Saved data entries
● ● ●

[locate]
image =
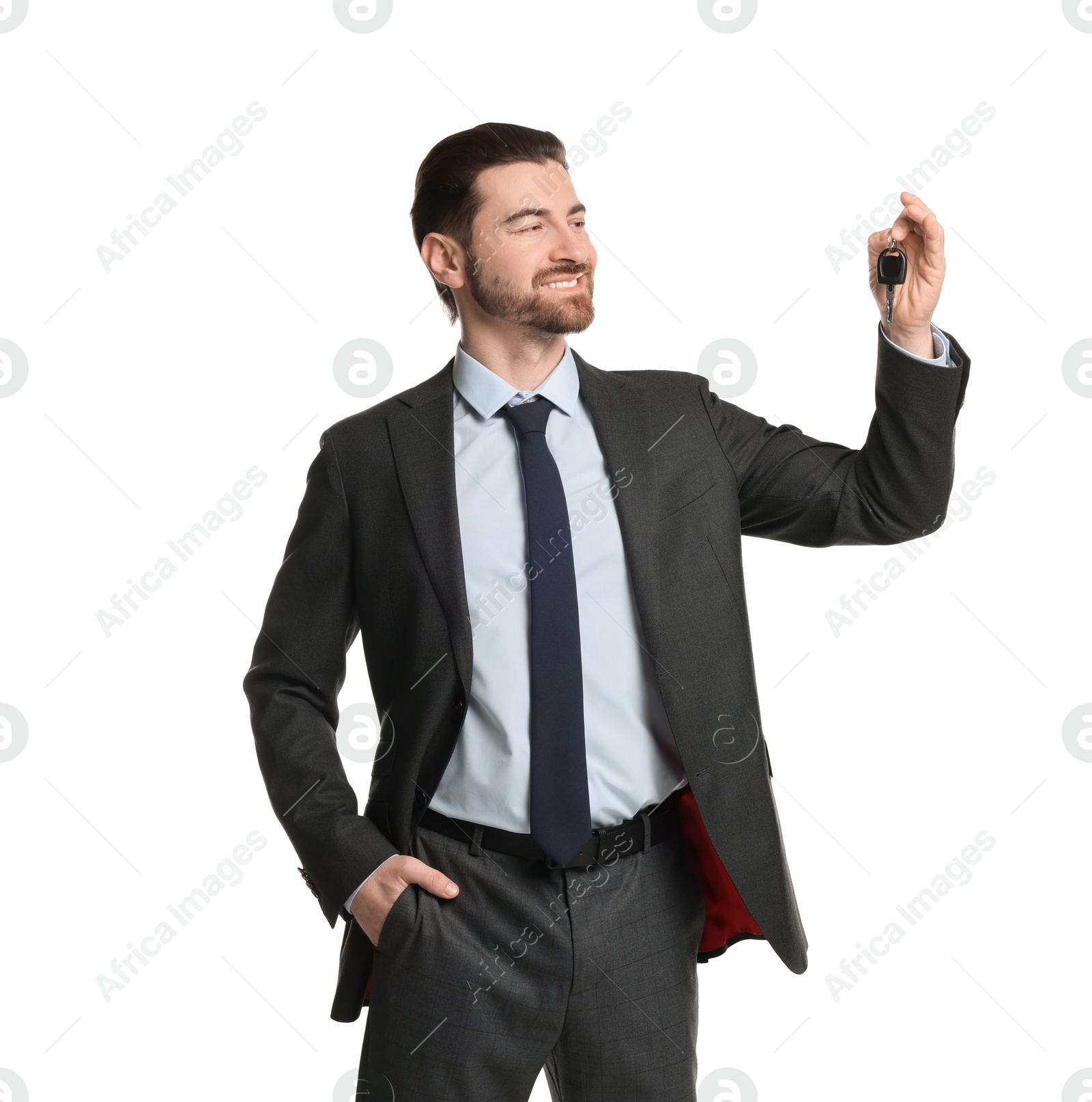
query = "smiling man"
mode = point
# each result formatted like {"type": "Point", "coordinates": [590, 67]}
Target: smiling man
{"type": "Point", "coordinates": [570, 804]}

● ● ●

Return each line of the records that contains the string "coordinates". Treat uppercase and lowercase as different.

# each result formatted like {"type": "Point", "coordinates": [590, 67]}
{"type": "Point", "coordinates": [570, 804]}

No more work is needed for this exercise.